**WHAT YOU SHOULD DO**
Reproduce every line of the data below verbatim, without changing anything.

— BEGIN GIVEN DATA —

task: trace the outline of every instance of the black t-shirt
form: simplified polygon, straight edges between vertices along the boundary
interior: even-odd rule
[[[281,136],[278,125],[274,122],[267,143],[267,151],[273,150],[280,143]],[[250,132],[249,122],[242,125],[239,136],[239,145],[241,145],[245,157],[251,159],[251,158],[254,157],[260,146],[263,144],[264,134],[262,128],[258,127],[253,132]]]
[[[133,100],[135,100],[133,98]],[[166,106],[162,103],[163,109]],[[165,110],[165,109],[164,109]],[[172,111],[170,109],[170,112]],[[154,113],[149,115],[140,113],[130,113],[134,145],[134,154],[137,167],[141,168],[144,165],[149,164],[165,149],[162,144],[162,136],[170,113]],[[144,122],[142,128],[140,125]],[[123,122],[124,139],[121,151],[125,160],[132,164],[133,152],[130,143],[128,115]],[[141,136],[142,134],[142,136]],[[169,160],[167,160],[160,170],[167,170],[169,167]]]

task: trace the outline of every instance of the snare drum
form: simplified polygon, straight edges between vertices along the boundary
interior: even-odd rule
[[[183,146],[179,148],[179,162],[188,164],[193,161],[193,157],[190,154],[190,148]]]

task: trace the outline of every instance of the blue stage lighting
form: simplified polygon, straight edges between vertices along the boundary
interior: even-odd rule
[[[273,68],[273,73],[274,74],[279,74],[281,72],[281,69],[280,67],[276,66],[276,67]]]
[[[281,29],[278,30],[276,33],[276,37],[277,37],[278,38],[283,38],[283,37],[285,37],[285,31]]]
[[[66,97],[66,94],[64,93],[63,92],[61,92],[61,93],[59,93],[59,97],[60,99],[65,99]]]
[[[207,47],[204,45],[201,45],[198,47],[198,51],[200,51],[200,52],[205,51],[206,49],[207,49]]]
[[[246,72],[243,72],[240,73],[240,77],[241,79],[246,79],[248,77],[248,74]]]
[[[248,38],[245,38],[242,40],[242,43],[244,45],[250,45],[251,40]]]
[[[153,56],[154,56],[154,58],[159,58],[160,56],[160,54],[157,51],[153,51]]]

— END GIVEN DATA —

**OUTPUT OF THE TASK**
task: trace the outline of every instance of the black t-shirt
form: simplified polygon, straight edges between vertices along the boundary
interior: even-odd rule
[[[281,136],[278,125],[274,122],[267,143],[267,151],[273,150],[280,143]],[[250,132],[249,122],[242,125],[239,136],[239,145],[241,145],[245,157],[251,159],[251,158],[254,157],[260,146],[263,144],[264,134],[262,128],[258,127],[253,132]]]
[[[133,100],[135,100],[133,98]],[[166,106],[162,103],[163,109]],[[165,110],[165,109],[164,109]],[[172,111],[170,109],[170,112]],[[154,113],[149,115],[140,113],[130,113],[134,145],[134,154],[137,167],[141,168],[144,165],[149,164],[165,149],[162,144],[162,136],[170,113]],[[144,122],[142,128],[140,125]],[[123,122],[124,139],[121,151],[125,160],[132,164],[133,152],[130,143],[128,115]],[[141,136],[142,134],[142,136]],[[169,160],[167,160],[160,170],[167,170],[169,167]]]

task: trace the outline of every instance of the snare drum
form: simplified polygon, straight edges between vertices along the boundary
interior: even-odd rule
[[[183,146],[179,148],[179,162],[188,164],[193,161],[193,157],[190,154],[190,148]]]

task: trace the outline of every instance of the blue stage lighting
form: simplified polygon, straight edges between vertices along the boundary
interior: even-odd rule
[[[273,68],[273,73],[274,74],[279,74],[281,72],[281,69],[280,67],[276,66],[276,67]]]
[[[281,29],[278,30],[276,33],[276,37],[277,37],[278,38],[283,38],[283,37],[285,37],[285,31]]]
[[[66,97],[66,94],[64,93],[63,92],[61,92],[61,93],[59,93],[59,97],[60,99],[65,99]]]
[[[207,47],[204,45],[201,45],[198,47],[198,51],[200,51],[200,52],[205,51],[206,49],[207,49]]]
[[[246,72],[243,72],[240,73],[240,77],[241,79],[246,79],[248,77],[248,74]]]
[[[248,38],[245,38],[242,40],[242,43],[244,45],[250,45],[251,40]]]
[[[153,56],[154,56],[154,58],[159,58],[160,56],[160,54],[157,51],[153,51]]]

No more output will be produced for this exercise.